Torroco! Italian Grill
4810 NW 86th St., Urbandale,
334-3085
Mon. - Sat. 11 a.m. - 10
p.m. |
Torocco!
Andrew Meek is having a huge
spring. In April, his Sage restaurant
became one of the just three nominees
for the Golden Clog Award as America’s
“best restaurant not located in
a culinary center.” Two weeks
later, he opened his second café,
changing his title from chef-owner
to restaurateur. Torocco, in a
former Jesse’s Embers steakhouse,
is considerably larger than Sage,
so Meek is now playing the high
anxiety game of expanding a brand
without devaluing it.
The new 135-seat place (plus
30 more in a private room) opened
to big buzz. Meek recruited some
top local talent: bartender of
the year Harold Otis moved over
from The Latin King; chef de cuisine
Matt Pearson came from Dish. Still
Torocco, named for a type of blood
orange, is not Sage. It’s considerably
less expensive. Lunch prices range
from $7 to $19. Dinner entrees
range between $14 and $24. There’s
even a kids’ menu priced from
$4 to $7. The wine list stays
under $50 a bottle with 10 available
by the glass for under $8.
The remodeling job looks like
million bucks. The old bar was
removed and divided between a
private room and part of the main
dining room. The walls and ceiling
were strikingly lit and recessed
in red and black. New landscaping,
faux marble floors and a new portico
bar lend an Italian look. A new
street-front patio should be up
and running by Memorial Day.
A fried seafood appetizer included
two each of frog legs, oysters
and shrimp plus a marinara dip
and a good aioli. A house antipasto
included some mortadello, ham,
plus good soft cheese and hard
cheeses, asparagus spears and
artichoke hearts. A Tuscan white
bean chowder with homemade sausage
bested a confused seafood minestrone.
A simple salad delivered the freshest
greens I had tasted in six months
and treated them with a full-flavored
(Sicilian style) olive oil and
vinegar dressing.
Some entrees came with Sage
style. Chilean sea bass was pan
roasted and served on a chickpea
puree with truffle oil. Pan-fried
walleye was served with eggplant
puree and roasted tomato broth.
A New York strip was given old-fashioned
Italian Des Moines treatment with
gorgonzola sauce and mushrooms.
Pasta dishes are the rage here,
so much so that baked ziti, which
requires hours of preparation,
was selling out by 6:30 in the
evening. That dish and lasagna
were served stacked high with
marinara, meat and cheeses. Meek
took more liberties with other
pasta dishes. His Bolognese eschewed
the traditional home made tagliatelle
for the locally popular penne.

= Work to do =
Answer these questions from the restaurant review above:
1. What is Torocco named for?
2. How many more seats does the private room add?
3. What was served with the New York strip?

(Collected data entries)
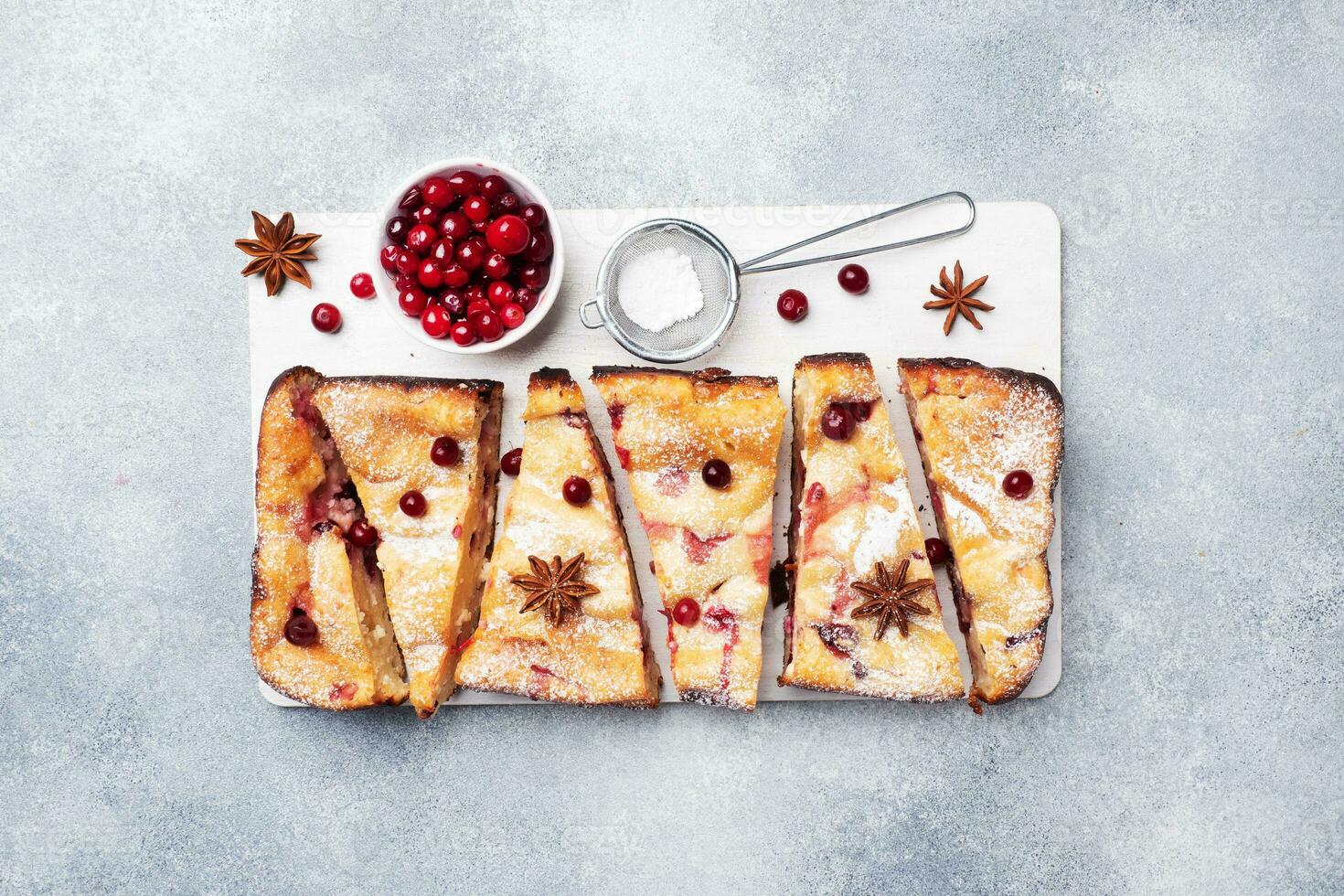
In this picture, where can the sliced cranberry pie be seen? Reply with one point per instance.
(320, 632)
(560, 618)
(863, 612)
(991, 441)
(702, 453)
(423, 457)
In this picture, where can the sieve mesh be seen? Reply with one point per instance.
(715, 271)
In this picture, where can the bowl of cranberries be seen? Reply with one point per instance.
(471, 255)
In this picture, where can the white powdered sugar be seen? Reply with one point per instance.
(660, 289)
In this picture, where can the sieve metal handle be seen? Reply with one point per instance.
(583, 318)
(754, 266)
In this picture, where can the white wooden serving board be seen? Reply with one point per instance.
(1015, 242)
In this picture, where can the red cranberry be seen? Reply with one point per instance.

= Complete response =
1. A type of blood orange.
2. 30.
3. Gorgonzola sauce and mushrooms.